BRIEF: Return the passage below, about a woman who gave most of her wages to her parents and later married, word for word.

QUOTED TEXT:
*****

She never was secure in her father’s love, ever looking for his approval, even into her adulthood. Any earnings she made went to them – 90% of her wages for years. Meanwhile, she counted slices of bread and shared a one bedroom apartment with five other young pre-professional women working hard for their break into the corporate scene. The idea was that the parents were using the money to invest in her future. (It was always more about investing for the future – for a better life… in the future.)
She eventually found a man who wanted to marry her, devote his life to her. He crosses the ocean to be with her, ringing in his ears the voices of disapproval of his own family. She went for it: got married. It’s what people do.

*****

PROVIDED RECORDS:

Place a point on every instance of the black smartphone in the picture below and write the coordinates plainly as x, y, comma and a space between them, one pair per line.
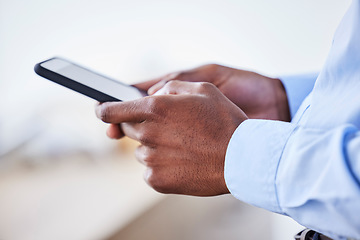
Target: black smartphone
85, 81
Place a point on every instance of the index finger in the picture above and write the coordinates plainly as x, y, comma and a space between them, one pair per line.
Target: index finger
118, 112
145, 86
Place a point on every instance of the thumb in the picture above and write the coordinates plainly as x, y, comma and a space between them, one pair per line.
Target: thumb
177, 87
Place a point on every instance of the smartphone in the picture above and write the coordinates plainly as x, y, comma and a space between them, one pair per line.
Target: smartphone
87, 82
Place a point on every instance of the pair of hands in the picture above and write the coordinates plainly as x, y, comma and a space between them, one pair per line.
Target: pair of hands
186, 122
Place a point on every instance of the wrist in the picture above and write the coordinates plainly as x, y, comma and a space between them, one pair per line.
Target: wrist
282, 104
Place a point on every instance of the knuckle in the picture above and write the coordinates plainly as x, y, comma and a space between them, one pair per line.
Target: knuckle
145, 155
156, 106
104, 112
145, 137
206, 87
212, 66
154, 179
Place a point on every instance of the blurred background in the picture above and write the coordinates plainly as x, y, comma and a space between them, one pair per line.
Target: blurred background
61, 178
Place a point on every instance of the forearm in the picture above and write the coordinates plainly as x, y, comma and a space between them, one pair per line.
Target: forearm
290, 170
297, 88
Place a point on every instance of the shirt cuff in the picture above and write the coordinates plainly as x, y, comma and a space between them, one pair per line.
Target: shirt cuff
297, 88
252, 160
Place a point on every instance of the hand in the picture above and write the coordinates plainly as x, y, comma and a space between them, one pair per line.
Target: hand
258, 96
183, 134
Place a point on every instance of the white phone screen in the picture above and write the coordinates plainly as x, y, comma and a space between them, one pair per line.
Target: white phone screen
93, 80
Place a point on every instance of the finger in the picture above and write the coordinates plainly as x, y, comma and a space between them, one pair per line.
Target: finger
118, 112
130, 130
145, 86
156, 87
114, 131
181, 87
145, 133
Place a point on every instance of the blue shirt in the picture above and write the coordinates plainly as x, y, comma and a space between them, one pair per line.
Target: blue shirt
308, 169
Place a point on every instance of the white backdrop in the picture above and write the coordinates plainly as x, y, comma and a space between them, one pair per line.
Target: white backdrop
141, 39
137, 40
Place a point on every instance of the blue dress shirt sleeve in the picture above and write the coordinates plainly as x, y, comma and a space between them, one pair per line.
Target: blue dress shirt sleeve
309, 169
310, 175
297, 87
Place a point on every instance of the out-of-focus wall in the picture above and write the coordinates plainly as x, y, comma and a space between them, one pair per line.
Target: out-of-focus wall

*****

ANSWER TO THIS TASK:
She never was secure in her father’s love, ever looking for his approval, even into her adulthood. Any earnings she made went to them – 90% of her wages for years. Meanwhile, she counted slices of bread and shared a one bedroom apartment with five other young pre-professional women working hard for their break into the corporate scene. The idea was that the parents were using the money to invest in her future. (It was always more about investing for the future – for a better life… in the future.)
She eventually found a man who wanted to marry her, devote his life to her. He crosses the ocean to be with her, ringing in his ears the voices of disapproval of his own family. She went for it: got married. It’s what people do.